[GIVEN PASSAGE Boundary: Start]

You let me escape my life for a while. You let me numb all those feelings that I just couldn’t handle.You showed me what it’s like to despise everything and everyone, and how much I need to have more than one emotion. You showed me the importance of embracing the little things in life, because when you don’t everything just spirals down. You taught me that putting labels on things angers me and using numbers to define myself just makes me upset.

One of the greatest things you have taught me is that being so dedicated to changing your body  isn’t rare, in fact the rarest thing in life is accepting your body for exactly what it is. You’ve taught me that you can be unhappy with yourself at any weight, any size, so why not be happy with you the way you are.

So thank you, thank you for giving me a perspective on life. Thank you for all the lessons you’ve taught me, even if your methods were unconventional. Someday I will thank you for leaving me too.

Thanks,

Kylee

Dehydration; family therapy mañana.

So the unexplained case of orthostasis has been solved. Apparently I am easily dehydrated and even though I had been drinking according to my thirst my body had dehydrated itself so much that two bottles of water in a two hour period was not enough to change the blood pressure and pulse issues I was having. I was still slightly dehydrated at the doctors yesterday but not enough for them to really push for fluids through an IV. They did do an ekg just to check everything out just in case.

Tomorrow I get to endure the hell that is family therapy. I just cannot stand having to talk about serious issues, “thats just how I roll”. Bertrand got a kick out me me saying that and yet it just sounds right for me. I do not roll well when talking about serious issues. I stumble and cry and upset both myself and my parents. Why would I intentionally inflict that pain on myself and others?

Orthostasis?

The unexplained case of orthostasis. I was really dizzy so my psychiatrist did my blood pressure and pulse at around 9:30am and then 11:00am and both times I was orthostatic, the second time being worse than the first. I have been drinking water and the doctor wanted me to come in but both appointments were during programming time at the clinic.

[GIVEN PASSAGE Boundary: End]
[DATA PROVIDED Boundary: Start]

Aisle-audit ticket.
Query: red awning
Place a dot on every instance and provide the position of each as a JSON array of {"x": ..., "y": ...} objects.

[DATA PROVIDED Boundary: End]

§ DESCRIPTION OF THE TASK
Could you write out, word for word, everything in the blog excerpt from "You let me escape" down to "makes me upset."?

§ RESPONSE AREA
You let me escape my life for a while. You let me numb all those feelings that I just couldn’t handle.You showed me what it’s like to despise everything and everyone, and how much I need to have more than one emotion. You showed me the importance of embracing the little things in life, because when you don’t everything just spirals down. You taught me that putting labels on things angers me and using numbers to define myself just makes me upset.